-- Passage for review follows --

The technology, or technique, used to enable this functionality is known as data masking. Data Masking is a data security technique in which a dataset is copied but with sensitive data obfuscated. The replica is then used instead of the authentic data for testing or training purposes. Data masking does not just replace sensitive data with blanks. It creates characteristically intact, but inauthentic, replicas of personally identifiable data or other highly sensitive data in order to uphold the complexity and unique characteristics of data. In this way, tests performed on properly masked data will yield the same results as they would on the authentic dataset.
Maintain critical data relationships within databases, across different databases, between different database platforms, and over time. Many techniques including deterministic and random approaches are used to ensure consistency in how sensitive elements are masked and enable repeatable masking process
Mask large volumes of data quickly and easily. Data Masking needs to be engineered to meet the demands of your data-driven business. Platform-specific optimizations enable efficient and scalable masking regardless of database platform or dataset size. An open architecture allowing easy adaptation to your enterprise environment and existing automation tools
Classify sensitive data
Automatically locate and categorize sensitive data in your databases. Integrated data classification uses heuristics and statistical analysis to locate personally identifiable information (PII) like name, email, date of birth, SSN and more. Leverage classification results to configure data masking rules.
Data masking is essential in many regulated industries where personally identifiable information must be protected from overexposure. By masking data, the organization can expose the data as needed to test teams or database administrators without compromising the data or getting out of compliance. The primary benefit is reduced security risk.
Data masking is going to be of primary concern for the chief security officer and the CSO should be able to mandate the use of appropriate data masking techniques for all relevant projects. In addition, data governance policies may require that certain data (such as financial data) is masked even where that is not required by law. Thus data masking will be of concern to the data governance council, data stewards and all others that have responsibility for data. Further, those responsible for developing, testing or migrating applications should be aware of the need for data masking when relevant data is being used. This especially applies when development is outsourced and companies will need to practice due diligence to ensure that partners are masking the data in an appropriate fashion.

-- Passage for review concluded --

__Work instructions__:
In the data masking passage, what is named as the primary benefit of masking data? Rely only on the data masking passage for what follows.

-- Record set follows --

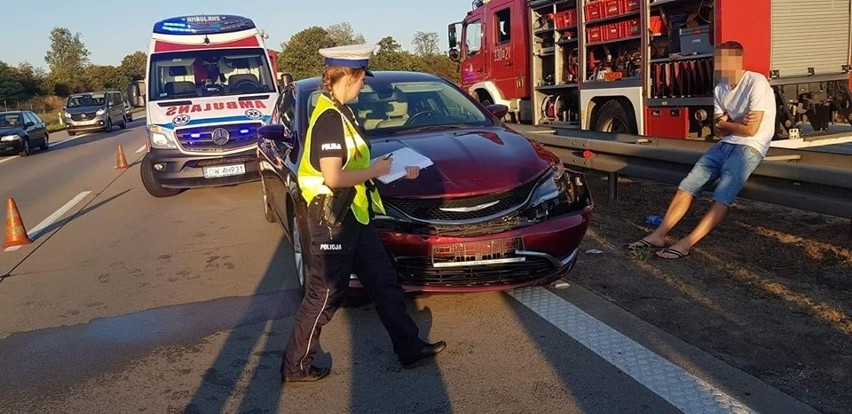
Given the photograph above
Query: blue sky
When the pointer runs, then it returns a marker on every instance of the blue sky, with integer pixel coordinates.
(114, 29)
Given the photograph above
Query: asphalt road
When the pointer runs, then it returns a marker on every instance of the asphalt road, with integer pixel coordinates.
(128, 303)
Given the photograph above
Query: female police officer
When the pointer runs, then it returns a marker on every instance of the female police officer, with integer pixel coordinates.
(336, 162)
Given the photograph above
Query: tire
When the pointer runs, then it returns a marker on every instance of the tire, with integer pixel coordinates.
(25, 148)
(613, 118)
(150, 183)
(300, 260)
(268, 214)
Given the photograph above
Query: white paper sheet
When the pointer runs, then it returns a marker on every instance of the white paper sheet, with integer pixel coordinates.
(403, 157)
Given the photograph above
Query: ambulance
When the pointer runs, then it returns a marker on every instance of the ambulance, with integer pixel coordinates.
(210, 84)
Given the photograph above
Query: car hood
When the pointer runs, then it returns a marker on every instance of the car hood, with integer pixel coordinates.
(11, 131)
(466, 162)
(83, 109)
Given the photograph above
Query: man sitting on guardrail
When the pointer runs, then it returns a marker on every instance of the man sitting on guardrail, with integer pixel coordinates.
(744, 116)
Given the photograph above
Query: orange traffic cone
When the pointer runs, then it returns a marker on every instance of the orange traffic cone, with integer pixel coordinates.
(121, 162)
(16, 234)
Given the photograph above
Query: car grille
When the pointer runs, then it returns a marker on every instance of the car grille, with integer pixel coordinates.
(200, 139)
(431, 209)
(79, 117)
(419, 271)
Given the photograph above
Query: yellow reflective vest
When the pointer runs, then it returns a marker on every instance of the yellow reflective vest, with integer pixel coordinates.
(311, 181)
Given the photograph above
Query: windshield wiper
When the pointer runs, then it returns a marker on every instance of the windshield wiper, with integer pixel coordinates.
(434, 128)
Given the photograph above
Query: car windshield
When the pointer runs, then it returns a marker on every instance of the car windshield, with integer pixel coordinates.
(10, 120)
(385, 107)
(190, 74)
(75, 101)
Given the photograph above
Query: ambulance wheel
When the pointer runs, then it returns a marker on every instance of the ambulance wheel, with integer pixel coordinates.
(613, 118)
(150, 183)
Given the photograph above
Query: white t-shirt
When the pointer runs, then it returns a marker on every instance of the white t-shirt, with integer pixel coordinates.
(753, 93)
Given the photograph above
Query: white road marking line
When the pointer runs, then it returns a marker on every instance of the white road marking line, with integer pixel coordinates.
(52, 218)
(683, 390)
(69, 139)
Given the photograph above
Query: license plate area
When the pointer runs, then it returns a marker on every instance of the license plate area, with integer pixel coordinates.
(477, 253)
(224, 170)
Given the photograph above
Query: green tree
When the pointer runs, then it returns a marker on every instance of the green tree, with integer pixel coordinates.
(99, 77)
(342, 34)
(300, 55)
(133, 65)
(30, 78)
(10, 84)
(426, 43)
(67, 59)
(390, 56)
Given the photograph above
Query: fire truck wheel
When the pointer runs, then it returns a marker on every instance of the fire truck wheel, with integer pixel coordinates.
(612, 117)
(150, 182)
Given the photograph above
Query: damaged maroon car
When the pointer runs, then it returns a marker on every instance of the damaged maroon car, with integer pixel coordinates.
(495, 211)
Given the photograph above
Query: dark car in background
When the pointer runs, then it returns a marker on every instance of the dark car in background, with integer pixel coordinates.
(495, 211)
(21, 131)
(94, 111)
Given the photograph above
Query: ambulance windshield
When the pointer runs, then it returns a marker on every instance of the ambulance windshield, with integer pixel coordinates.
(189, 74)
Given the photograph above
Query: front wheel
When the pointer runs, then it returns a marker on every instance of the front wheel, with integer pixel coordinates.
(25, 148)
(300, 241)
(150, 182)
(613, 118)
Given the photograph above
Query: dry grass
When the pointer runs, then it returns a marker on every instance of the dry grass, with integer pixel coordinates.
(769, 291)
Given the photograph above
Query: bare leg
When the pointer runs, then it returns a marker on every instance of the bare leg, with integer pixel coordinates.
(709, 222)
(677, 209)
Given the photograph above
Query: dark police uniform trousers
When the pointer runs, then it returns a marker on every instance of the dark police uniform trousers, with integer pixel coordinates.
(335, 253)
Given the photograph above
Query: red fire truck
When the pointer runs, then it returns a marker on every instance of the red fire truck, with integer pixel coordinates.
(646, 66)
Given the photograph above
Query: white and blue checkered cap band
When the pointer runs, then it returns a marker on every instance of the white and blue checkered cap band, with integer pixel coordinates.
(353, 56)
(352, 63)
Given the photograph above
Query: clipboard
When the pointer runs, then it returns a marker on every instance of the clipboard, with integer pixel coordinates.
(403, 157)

-- Record set concluded --

__The completed task__:
Reduced security risk.